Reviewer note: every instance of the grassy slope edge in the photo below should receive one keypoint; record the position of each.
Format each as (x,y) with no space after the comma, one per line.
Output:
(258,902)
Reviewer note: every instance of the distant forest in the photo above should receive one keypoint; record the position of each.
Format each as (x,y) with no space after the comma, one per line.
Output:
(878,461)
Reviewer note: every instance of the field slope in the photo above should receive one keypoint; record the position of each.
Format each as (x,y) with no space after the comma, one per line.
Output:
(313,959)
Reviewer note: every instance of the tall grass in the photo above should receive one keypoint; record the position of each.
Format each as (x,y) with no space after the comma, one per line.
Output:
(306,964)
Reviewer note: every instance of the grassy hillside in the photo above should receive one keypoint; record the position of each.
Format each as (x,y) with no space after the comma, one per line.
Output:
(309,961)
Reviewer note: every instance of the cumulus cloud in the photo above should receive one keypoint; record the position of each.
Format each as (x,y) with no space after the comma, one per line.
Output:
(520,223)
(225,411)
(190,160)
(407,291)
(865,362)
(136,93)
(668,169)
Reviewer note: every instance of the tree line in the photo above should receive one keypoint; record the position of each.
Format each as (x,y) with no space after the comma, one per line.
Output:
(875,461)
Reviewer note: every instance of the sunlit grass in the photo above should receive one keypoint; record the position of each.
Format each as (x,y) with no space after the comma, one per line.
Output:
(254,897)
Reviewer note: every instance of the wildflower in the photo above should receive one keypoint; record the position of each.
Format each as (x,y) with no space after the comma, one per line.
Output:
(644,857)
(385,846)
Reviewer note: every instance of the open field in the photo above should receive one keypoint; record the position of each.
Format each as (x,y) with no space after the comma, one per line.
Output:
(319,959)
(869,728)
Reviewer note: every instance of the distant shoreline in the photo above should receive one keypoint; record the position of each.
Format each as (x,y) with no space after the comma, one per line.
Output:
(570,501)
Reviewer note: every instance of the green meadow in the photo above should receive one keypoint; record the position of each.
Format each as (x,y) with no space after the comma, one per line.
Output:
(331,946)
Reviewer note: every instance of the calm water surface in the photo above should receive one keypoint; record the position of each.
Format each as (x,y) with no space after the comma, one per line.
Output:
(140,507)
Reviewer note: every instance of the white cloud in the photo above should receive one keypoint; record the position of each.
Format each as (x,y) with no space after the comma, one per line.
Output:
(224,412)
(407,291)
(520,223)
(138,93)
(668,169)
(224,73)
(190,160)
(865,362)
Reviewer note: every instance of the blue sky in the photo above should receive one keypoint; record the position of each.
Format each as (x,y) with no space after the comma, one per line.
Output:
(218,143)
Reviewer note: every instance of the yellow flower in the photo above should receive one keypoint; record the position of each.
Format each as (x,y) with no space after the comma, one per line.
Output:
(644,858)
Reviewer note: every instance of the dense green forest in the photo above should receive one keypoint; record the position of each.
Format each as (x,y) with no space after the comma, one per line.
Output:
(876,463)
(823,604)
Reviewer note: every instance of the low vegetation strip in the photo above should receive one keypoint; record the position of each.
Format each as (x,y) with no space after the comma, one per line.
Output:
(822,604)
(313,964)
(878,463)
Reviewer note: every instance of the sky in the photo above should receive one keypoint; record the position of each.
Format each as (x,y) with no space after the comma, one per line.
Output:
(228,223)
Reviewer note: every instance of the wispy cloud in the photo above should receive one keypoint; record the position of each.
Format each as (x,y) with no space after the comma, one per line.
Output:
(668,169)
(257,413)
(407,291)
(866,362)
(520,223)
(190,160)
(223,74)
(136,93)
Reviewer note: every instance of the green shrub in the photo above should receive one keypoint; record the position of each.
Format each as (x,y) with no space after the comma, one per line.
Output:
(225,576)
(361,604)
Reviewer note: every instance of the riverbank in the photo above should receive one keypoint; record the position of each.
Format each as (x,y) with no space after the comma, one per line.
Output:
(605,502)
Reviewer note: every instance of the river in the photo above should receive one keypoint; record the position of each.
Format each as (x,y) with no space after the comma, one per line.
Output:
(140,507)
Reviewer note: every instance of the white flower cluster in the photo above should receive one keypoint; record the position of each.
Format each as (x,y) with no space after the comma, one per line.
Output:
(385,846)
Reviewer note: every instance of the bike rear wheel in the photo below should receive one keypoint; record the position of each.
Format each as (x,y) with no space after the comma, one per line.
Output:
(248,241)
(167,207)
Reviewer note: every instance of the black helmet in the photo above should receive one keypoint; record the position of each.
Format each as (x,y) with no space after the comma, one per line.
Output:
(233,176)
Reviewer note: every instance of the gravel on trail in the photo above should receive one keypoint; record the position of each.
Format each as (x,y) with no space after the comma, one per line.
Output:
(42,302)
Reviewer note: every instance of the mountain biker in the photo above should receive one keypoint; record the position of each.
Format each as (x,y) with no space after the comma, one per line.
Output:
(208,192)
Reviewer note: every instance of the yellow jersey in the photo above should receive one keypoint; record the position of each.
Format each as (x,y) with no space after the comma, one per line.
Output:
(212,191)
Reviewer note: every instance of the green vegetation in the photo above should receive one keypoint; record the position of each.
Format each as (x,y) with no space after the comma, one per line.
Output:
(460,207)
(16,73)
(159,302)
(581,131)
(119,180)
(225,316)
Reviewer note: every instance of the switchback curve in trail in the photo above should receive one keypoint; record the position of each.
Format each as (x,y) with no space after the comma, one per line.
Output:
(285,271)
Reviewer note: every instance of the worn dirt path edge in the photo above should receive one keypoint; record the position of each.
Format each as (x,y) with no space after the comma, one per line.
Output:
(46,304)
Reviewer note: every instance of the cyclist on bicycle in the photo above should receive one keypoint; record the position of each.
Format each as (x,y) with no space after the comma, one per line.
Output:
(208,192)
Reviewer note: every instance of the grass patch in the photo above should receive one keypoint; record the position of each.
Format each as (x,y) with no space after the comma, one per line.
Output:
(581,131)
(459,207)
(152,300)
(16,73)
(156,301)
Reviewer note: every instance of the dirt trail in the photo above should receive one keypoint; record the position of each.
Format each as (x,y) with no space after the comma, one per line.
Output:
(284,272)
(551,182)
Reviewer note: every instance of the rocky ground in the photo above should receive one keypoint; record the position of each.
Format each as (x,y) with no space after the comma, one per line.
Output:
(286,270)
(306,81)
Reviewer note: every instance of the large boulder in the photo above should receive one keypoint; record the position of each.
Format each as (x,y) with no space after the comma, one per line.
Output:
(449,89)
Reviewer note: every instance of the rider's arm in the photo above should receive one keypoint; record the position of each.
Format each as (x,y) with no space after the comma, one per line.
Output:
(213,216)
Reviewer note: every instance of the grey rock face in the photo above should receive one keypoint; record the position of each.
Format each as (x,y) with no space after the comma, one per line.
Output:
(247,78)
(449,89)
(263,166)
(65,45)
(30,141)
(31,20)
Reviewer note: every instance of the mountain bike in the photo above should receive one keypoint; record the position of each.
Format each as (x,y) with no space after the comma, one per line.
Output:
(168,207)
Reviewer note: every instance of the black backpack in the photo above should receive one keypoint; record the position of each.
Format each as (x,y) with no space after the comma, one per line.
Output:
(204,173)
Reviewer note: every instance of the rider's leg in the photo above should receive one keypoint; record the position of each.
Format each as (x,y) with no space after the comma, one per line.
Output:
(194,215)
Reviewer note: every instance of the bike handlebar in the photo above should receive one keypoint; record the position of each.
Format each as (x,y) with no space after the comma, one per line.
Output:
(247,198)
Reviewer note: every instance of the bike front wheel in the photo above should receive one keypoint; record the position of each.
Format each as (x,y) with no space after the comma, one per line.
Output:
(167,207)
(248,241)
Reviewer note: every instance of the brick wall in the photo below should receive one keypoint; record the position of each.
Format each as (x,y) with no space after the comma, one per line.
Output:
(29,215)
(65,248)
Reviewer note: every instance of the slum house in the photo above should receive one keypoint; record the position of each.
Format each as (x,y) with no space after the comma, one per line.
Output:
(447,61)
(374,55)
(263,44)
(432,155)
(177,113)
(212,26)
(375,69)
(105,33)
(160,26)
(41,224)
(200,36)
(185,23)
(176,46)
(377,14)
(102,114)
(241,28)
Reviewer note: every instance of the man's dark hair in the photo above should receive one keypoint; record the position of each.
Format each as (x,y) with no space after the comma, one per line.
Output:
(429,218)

▶ [REQUIRED TASK] Retype exactly the lines from the one containing "Reviewer note: every instance of the mountain bike in" through the last line of the records above, including both.

▶ [COMPLETE RESPONSE]
Reviewer note: every instance of the mountain bike in the photo above should receive one keypoint; record the position of each.
Format each as (x,y) with no space after the comma, one per line.
Output:
(168,207)
Reviewer note: every instance of the black backpack in the photo above should receive one keypoint; record the position of each.
Format each as (x,y) with no space after the comma, one per line.
Output:
(204,173)
Reviewer note: every instance of the rider's leg in the photo above should receive one keypoint; record the position of each.
Format each as (x,y) with no space after the comma, one per line.
Output:
(194,215)
Reviewer note: every instance of the bike handlebar in the photo above should receive one keypoint; record the position of each.
Format each as (x,y) with no space after the comma, one per line.
Output:
(247,198)
Reviewer note: every instance of the bike front wheel in the photo above should receive one keypoint; record the position of each.
Format each as (x,y) with no space after the comma, one per line.
Output:
(167,207)
(248,241)
Reviewer note: every instance of the brick wall in the photo below should receive one keypoint; record the position of each.
Format each as (x,y) with no space after the comma, one per line.
Output:
(29,215)
(65,248)
Reviewer note: every instance of the slum house in the photo above should receive one keypoint; record the position of each.
Format each as (x,y) with no space after the comma, one per line.
Output:
(447,61)
(374,55)
(263,44)
(432,155)
(177,113)
(212,26)
(375,69)
(105,33)
(160,26)
(41,224)
(200,36)
(185,23)
(176,46)
(377,14)
(102,114)
(241,28)
Reviewer note: every instance of the man's dark hair in the photo above should receive one keypoint; record the position of each.
Format each as (x,y) with no space after the comma, one per line.
Output:
(429,218)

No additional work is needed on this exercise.